- [What to do]: From the data that follows, copy every line with the string "metal".

- [Available records]:
= = = =
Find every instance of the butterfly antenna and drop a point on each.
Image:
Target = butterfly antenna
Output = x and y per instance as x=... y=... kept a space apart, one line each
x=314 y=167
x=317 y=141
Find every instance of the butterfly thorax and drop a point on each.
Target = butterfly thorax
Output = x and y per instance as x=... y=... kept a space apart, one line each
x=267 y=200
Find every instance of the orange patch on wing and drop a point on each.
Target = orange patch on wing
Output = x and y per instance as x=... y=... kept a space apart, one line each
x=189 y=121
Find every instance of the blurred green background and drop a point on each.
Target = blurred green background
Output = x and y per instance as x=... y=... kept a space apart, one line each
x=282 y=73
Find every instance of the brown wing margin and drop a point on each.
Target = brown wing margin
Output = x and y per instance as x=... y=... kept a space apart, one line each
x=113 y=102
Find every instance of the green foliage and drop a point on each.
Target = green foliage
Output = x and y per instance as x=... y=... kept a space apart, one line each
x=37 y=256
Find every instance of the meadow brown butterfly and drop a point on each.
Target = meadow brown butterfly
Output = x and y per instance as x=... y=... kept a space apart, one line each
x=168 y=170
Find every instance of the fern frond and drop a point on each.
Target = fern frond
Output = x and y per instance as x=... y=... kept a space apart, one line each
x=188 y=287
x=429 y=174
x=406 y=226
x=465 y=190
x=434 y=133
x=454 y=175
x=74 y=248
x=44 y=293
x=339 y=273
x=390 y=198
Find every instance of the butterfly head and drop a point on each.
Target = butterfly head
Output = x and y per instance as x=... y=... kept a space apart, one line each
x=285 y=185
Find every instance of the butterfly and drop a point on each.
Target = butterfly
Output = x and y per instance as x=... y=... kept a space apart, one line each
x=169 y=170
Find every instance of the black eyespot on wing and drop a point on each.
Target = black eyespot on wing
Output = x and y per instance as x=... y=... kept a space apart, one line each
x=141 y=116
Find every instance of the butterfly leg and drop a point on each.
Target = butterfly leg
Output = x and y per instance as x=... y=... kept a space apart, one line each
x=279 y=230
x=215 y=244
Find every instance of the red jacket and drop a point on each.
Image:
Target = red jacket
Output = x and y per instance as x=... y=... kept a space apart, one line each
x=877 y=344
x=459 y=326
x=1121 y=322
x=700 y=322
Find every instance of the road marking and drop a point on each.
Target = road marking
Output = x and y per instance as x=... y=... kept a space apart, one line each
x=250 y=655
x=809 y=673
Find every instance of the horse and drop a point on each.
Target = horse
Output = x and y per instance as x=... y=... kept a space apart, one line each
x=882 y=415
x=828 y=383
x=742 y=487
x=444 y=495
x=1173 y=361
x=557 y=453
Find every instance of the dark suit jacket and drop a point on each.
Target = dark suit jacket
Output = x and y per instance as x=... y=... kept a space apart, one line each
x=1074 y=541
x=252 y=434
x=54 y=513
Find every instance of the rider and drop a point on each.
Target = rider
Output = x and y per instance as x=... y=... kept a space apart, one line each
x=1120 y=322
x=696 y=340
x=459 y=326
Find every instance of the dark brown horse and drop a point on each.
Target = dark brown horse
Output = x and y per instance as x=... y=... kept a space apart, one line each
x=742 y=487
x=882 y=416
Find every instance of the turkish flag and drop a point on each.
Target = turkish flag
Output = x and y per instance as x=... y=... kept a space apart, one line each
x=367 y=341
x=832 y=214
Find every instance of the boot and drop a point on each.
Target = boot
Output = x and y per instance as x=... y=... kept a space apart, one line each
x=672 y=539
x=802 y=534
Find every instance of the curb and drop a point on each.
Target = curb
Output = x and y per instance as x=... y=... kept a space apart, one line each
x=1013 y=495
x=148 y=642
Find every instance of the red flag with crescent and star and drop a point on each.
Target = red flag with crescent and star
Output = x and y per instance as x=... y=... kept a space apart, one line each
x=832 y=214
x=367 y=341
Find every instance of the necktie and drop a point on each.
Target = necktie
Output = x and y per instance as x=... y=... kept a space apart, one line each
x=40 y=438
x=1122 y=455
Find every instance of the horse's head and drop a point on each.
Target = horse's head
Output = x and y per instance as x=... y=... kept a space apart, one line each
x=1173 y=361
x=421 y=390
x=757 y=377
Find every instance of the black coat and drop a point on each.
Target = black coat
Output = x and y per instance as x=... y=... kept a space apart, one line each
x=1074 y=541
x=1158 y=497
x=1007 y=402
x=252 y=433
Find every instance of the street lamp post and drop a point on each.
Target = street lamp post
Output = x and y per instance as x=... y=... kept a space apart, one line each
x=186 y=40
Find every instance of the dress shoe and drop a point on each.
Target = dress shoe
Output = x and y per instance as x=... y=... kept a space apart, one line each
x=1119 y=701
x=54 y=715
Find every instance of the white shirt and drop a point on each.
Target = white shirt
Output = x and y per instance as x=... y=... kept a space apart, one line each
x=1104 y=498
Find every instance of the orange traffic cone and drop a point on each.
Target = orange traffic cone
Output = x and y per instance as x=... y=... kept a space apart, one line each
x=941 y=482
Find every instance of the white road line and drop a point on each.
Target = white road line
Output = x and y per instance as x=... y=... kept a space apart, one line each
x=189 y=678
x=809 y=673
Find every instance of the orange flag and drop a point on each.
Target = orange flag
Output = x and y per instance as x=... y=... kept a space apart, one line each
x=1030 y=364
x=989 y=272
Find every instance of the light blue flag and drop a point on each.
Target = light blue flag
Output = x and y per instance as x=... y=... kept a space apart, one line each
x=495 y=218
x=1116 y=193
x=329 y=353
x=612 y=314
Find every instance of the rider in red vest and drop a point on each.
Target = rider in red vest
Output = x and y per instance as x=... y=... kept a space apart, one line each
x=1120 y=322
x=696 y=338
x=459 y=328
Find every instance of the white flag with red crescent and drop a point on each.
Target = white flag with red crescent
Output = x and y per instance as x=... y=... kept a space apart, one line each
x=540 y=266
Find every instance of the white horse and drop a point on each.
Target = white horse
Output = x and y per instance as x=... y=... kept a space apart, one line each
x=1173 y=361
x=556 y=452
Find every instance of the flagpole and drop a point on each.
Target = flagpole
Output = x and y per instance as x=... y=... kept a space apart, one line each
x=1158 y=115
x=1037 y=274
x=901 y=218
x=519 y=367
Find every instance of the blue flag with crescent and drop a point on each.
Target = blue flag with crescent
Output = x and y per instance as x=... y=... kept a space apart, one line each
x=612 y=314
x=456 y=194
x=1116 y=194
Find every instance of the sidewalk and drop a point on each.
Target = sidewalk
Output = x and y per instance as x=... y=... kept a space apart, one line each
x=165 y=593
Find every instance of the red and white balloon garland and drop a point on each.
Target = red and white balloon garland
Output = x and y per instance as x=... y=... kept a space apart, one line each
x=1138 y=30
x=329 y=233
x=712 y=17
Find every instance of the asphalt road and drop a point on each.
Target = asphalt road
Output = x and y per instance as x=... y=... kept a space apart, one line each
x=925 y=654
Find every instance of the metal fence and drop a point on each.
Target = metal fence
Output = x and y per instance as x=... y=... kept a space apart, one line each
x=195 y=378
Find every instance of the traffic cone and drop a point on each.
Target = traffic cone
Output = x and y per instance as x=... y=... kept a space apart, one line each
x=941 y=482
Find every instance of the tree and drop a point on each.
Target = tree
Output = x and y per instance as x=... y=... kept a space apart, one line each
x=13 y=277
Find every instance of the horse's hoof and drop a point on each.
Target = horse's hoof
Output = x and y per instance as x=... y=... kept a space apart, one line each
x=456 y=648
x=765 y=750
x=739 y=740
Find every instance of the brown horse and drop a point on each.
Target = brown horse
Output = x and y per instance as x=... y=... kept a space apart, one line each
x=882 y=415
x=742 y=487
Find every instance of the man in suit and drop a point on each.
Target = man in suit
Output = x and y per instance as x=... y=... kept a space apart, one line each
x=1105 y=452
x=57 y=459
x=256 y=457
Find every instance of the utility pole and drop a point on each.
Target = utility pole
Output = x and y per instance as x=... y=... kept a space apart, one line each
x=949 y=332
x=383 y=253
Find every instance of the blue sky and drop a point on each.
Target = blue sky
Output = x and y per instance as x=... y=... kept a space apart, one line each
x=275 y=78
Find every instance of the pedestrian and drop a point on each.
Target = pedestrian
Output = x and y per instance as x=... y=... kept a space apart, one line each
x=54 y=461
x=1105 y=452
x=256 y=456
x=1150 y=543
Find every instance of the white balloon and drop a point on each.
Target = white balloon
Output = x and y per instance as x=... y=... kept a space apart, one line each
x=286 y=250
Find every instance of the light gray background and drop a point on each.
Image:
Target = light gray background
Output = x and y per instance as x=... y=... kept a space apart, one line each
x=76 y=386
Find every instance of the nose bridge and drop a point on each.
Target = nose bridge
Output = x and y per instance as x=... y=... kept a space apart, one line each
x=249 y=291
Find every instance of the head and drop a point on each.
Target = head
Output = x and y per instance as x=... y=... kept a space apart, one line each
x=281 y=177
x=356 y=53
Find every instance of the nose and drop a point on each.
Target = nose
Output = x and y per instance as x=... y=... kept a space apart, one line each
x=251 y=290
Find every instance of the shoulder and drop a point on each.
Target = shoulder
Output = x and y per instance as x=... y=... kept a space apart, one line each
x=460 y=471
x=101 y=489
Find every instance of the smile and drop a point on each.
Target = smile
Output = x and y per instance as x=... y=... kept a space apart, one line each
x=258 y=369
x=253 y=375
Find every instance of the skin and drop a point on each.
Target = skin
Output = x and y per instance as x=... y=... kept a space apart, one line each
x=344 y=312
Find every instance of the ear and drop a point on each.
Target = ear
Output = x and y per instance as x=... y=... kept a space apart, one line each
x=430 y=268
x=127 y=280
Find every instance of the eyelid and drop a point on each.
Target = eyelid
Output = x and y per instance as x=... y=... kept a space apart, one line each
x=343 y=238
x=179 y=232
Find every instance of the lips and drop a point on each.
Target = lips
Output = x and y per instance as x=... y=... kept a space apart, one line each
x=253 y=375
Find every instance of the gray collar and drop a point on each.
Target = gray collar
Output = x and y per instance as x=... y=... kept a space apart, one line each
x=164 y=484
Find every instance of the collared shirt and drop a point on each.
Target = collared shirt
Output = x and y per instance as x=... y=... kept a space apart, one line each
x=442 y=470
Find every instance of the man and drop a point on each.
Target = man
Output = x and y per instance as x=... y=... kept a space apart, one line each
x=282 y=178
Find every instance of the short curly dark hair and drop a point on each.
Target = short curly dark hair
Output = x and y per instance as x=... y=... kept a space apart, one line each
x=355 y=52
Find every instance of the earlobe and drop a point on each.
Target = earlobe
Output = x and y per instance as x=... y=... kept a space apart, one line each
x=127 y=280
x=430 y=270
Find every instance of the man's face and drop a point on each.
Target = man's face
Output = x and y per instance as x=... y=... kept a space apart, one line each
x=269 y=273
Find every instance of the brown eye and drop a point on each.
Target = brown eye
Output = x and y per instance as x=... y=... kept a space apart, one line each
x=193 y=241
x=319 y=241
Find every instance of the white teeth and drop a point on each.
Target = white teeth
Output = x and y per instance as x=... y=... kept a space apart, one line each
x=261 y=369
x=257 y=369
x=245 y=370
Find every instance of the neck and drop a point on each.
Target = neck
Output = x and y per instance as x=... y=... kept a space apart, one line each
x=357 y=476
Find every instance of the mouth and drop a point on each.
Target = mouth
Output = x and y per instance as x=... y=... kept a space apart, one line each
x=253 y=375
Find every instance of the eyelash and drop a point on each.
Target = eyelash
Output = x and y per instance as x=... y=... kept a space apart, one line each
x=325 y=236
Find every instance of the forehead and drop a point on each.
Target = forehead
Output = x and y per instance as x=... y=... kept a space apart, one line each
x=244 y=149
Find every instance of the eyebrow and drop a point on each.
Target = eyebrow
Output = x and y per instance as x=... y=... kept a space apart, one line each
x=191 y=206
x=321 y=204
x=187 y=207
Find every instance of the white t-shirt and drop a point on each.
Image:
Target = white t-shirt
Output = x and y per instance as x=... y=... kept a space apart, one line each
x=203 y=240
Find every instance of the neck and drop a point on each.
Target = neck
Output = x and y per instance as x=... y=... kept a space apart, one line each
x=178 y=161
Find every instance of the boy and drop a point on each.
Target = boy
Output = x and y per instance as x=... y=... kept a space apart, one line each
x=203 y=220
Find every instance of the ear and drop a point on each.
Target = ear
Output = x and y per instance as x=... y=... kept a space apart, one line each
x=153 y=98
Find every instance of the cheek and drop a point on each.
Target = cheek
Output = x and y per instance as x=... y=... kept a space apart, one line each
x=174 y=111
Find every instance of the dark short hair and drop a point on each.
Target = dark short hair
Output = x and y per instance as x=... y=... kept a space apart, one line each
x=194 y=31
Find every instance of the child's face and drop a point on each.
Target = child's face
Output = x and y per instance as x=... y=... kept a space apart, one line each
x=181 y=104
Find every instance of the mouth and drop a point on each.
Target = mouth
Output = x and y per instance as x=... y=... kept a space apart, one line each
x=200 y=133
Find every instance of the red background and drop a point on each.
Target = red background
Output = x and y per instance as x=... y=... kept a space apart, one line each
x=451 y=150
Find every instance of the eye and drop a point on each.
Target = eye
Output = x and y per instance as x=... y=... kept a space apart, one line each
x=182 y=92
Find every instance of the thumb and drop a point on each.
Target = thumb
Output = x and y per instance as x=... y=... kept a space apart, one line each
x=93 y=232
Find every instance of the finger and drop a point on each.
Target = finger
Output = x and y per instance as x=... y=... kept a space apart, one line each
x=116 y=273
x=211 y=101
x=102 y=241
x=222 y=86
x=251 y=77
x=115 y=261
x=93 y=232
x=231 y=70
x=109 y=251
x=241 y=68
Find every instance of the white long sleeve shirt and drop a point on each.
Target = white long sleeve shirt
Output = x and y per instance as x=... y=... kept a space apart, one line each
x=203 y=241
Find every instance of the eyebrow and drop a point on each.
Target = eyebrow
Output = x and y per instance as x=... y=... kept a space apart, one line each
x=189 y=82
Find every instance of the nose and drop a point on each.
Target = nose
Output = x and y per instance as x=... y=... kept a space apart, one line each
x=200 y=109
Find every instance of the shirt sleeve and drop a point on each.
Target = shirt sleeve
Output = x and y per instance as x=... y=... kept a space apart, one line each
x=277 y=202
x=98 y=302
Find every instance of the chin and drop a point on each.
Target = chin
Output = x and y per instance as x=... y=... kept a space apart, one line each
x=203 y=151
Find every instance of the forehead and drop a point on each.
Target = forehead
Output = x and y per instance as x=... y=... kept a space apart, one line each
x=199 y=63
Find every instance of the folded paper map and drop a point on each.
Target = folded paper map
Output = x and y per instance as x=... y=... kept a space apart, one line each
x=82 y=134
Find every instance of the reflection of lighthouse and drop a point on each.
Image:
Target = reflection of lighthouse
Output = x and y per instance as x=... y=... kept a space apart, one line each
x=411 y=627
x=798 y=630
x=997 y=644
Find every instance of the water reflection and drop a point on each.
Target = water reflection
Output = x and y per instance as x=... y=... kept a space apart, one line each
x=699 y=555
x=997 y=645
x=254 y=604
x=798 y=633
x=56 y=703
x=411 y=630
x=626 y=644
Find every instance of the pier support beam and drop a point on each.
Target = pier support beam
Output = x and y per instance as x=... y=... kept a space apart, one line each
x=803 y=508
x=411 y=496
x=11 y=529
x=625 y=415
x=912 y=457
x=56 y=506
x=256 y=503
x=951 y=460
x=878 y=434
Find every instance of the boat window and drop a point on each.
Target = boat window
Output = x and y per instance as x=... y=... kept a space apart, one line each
= = = =
- [Your solution]:
Find every instance of the metal fence and drop a point on each.
Target = metal fence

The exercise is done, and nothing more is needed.